OBJECTIVE
Pick up the telemetry performance guide at the point where it stops and keep writing it.

Skip to content

Telemetry Performance Guide

Optimize AgentiCraft telemetry for minimal overhead and maximum insight.

Performance Overview

AgentiCraft's telemetry is designed for production use with minimal impact:

Configuration Overhead Use Case
Disabled 0% Testing, benchmarking
Basic (10% sampling) <1% Production default
Full (100% sampling) 1-2% Development, debugging
Debug mode 2-5% Troubleshooting only

Benchmarks

Operation Overhead

Measured on typical hardware (Intel Xeon, 16 cores, 32GB RAM):

# Baseline (no telemetry)
Agent execution: 50ms

# With telemetry
Basic telemetry (10% sampling): 50.3ms (+0.6%)
Full telemetry (100% sampling): 50.8ms (+1.6%)
Debug telemetry: 52.5ms (+5%)

Memory Impact

# Memory overhead per component
Base telemetry: ~10MB
Per 1000 spans in queue: ~5MB
Per exporter: ~2-5MB
Metrics storage: ~20MB (fixed)

Optimization Strategies

1. Sampling Configuration

Basic Sampling

# Production: Sample 10% of requests
telemetry = TelemetryConfig(
    enabled=True,
    sample_rate=0.1
)

Adaptive Sampling

from agenticraft.telemetry import AdaptiveSampler

# Adjust sampling based on load
sampler = AdaptiveSampler(
    min_rate=0.01,      # Minimum 1%
    max_rate=1.0,       # Maximum 100%
    target_rps=1000,    # Target requests/second
    adjustment_period=60 # Adjust every minute
)

telemetry = TelemetryConfig(
    enabled=True,
    sampler=sampler
)

Priority-Based Sampling

from agenticraft.telemetry import PrioritySampler

# Sample based on request priority
sampler = PrioritySampler(
    rules=[
        {"attribute": "priority", "value": "critical", "rate": 1.0},
        {"attribute": "priority", "value": "high", "rate": 0.5},
        {"attribute": "priority", "value": "normal", "rate": 0.1},
        {"attribute": "priority", "value": "low", "rate": 0.01}
    ],
    default_rate=0.1
)

telemetry = TelemetryConfig(sampler=sampler)

2. Batch Processing Optimization

Optimal Batch Sizes

# For different traffic patterns

# Low traffic (<100 RPS)
telemetry = TelemetryConfig(
    batch_size=256,
    export_interval_ms=10000  # Export every 10s
)

# Medium traffic (100-1000 RPS)
telemetry = TelemetryConfig(
    batch_size=1024,
    export_interval_ms=5000   # Export every 5s
)

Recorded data

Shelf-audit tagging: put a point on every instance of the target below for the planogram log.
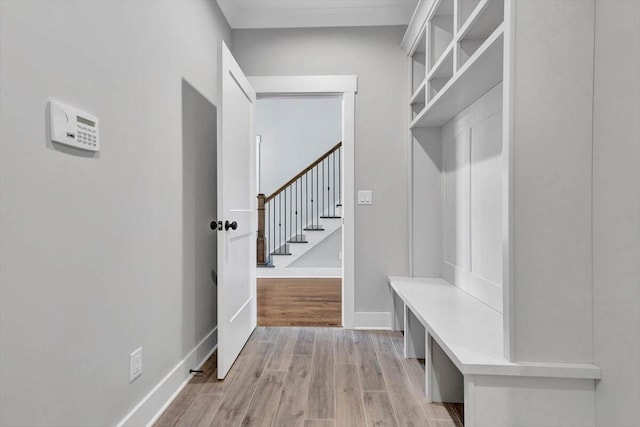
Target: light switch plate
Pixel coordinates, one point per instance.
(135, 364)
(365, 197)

RESPONSE TO THE EXERCISE
# High traffic (>1000 RPS)
telemetry = TelemetryConfig(
    batch_size=4096,
    export_interval_ms=2000,  # Export every 2s
    max_queue_size=16384
)

Dynamic Batching

from agenticraft.telemetry import DynamicBatchConfig

# Automatically adjust batch parameters
telemetry = TelemetryConfig(
    dynamic_batching=DynamicBatchConfig(
        min_batch_size=128,
        max_batch_size=4096,
        min_interval_ms=1000,
        max_interval_ms=10000,
        target_queue_utilization=0.7
    )
)

3. Attribute Optimization

Limit Attribute Size

from agenticraft.telemetry import AttributeLimiter

# Prevent large attributes from impacting performance
telemetry = TelemetryConfig(
    attribute_processors=[
        AttributeLimiter(
            max_length=1024,        # Truncate long strings
            max_array_items=100,    # Limit array sizes
            truncate_marker="..."   # Indicate truncation
        )
    ]
)

Selective Attributes

# Only include essential attributes in production
if environment == "production":
    telemetry = TelemetryConfig(
        attribute_filters=[
            # Only keep specific attributes
            {"action": "keep", "attributes": [
                "agent.name", "error.type", "status", 
                "provider", "model"
            ]},
            # Remove all others
            {"action": "remove", "pattern": ".*"}
        ]
    )

4. Exporter Optimization

Async Export

# Use async exporters for better performance
telemetry = TelemetryConfig(
    exporter_type="otlp",
    async_export=True,
    export_timeout_ms=30000,
    max_export_attempts=3
)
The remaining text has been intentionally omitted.